*EXERCISE INSTRUCTIONS*
Show every line of the data that includes the word "Could".

++++ INPUT DATA

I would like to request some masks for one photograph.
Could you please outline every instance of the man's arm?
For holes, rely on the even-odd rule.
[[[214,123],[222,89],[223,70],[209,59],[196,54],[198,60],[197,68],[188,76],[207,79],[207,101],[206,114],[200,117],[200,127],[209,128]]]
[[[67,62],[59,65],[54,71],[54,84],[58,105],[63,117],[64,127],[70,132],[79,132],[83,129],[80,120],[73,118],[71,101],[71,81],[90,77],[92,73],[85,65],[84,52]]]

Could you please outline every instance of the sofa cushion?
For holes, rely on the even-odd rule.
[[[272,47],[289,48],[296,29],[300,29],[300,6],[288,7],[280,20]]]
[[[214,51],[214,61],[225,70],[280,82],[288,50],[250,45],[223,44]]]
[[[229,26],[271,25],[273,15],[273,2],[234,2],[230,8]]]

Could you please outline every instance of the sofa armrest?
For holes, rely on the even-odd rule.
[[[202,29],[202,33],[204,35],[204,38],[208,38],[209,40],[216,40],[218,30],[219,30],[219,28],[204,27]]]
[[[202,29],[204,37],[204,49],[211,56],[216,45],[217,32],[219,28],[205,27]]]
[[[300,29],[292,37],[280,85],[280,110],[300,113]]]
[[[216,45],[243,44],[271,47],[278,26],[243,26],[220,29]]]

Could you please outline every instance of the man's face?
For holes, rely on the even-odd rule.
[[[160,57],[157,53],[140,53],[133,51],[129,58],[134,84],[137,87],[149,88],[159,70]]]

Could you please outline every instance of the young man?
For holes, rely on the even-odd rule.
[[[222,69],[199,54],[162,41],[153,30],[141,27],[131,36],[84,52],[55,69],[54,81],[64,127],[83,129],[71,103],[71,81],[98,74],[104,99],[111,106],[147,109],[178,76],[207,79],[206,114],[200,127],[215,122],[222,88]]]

++++++++
++++ INPUT DATA

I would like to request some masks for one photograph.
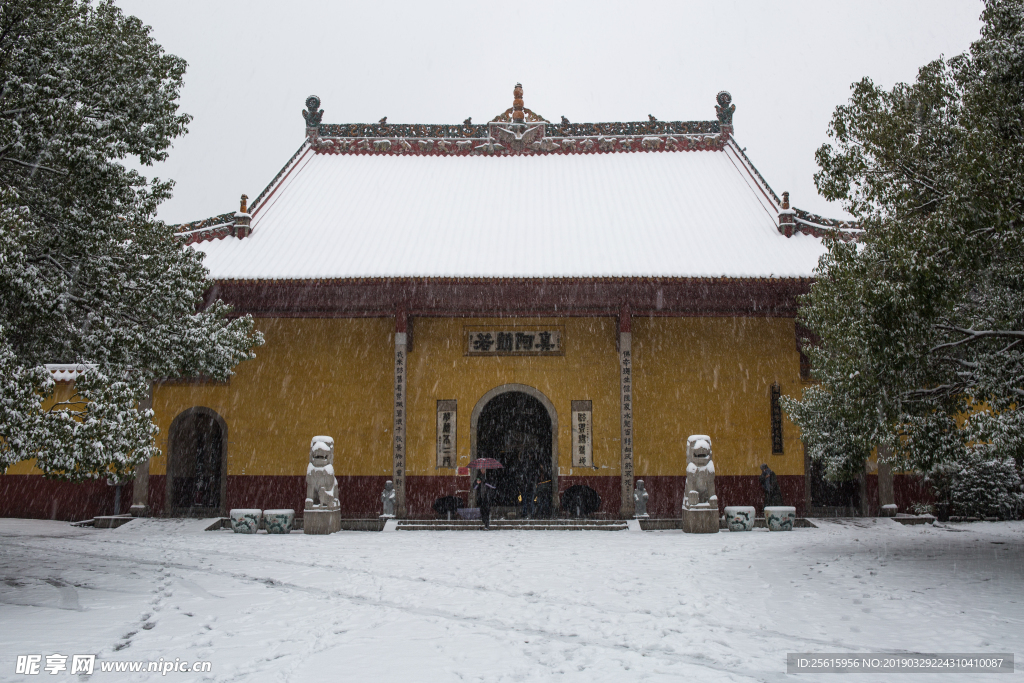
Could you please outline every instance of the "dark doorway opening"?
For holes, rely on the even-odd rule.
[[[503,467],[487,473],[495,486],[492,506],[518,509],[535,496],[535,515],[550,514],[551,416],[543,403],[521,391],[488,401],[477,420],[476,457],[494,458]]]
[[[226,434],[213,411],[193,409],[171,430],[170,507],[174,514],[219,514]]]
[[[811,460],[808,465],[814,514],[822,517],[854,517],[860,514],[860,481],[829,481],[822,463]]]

++++++++
++++ INPUT DATA

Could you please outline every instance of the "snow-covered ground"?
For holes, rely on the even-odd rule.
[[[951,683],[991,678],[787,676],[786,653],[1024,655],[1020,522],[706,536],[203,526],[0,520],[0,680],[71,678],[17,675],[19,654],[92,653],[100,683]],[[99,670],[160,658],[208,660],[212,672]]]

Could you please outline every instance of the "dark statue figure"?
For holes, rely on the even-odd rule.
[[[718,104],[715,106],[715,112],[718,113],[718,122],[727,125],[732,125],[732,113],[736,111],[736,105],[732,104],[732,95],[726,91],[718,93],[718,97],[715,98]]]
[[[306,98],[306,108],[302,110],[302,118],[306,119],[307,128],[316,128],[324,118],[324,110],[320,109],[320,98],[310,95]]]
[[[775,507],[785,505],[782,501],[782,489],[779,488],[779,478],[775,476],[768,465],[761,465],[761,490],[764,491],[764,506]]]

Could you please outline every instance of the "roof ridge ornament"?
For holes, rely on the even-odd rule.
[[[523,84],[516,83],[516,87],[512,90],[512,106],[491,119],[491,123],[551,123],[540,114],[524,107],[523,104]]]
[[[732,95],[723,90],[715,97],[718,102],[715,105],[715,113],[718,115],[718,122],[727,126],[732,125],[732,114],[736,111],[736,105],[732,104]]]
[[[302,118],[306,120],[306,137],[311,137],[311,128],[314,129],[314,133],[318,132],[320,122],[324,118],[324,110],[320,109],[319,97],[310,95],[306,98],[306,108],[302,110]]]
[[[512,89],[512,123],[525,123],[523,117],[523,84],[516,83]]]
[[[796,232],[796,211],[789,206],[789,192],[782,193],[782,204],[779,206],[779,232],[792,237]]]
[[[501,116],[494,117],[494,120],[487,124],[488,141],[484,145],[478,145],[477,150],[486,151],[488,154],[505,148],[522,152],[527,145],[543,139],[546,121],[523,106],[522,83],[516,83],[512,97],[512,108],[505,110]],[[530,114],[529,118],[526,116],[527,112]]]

++++++++

*ANSWER TO THE EXERCISE*
Could you please outline every instance of the man's arm?
Could you please outline every instance of the sofa cushion?
Could you please outline every instance of the sofa armrest?
Could you please outline every instance of the man's face?
Could you please outline every instance of the young man?
Could you please outline every instance of the "dark doorway opening"?
Could you please outline every instance of the "snow-covered ground"?
Could you please outline every instance of the "dark statue figure"?
Could you please outline every instance of the "roof ridge ornament"?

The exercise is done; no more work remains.